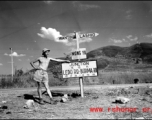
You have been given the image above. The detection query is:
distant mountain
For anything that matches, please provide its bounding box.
[26,43,152,76]
[87,43,152,63]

::::::::

[Exercise]:
Please write out the records above again, swapping "detection query" for "search phrase" and keeping everything else the same. Leave the pictures out of your answer.

[Exercise solution]:
You have been given the image above. The search phrase is:
distant mountain
For anything that matches, please provide its bounding box.
[26,43,152,76]
[87,43,152,63]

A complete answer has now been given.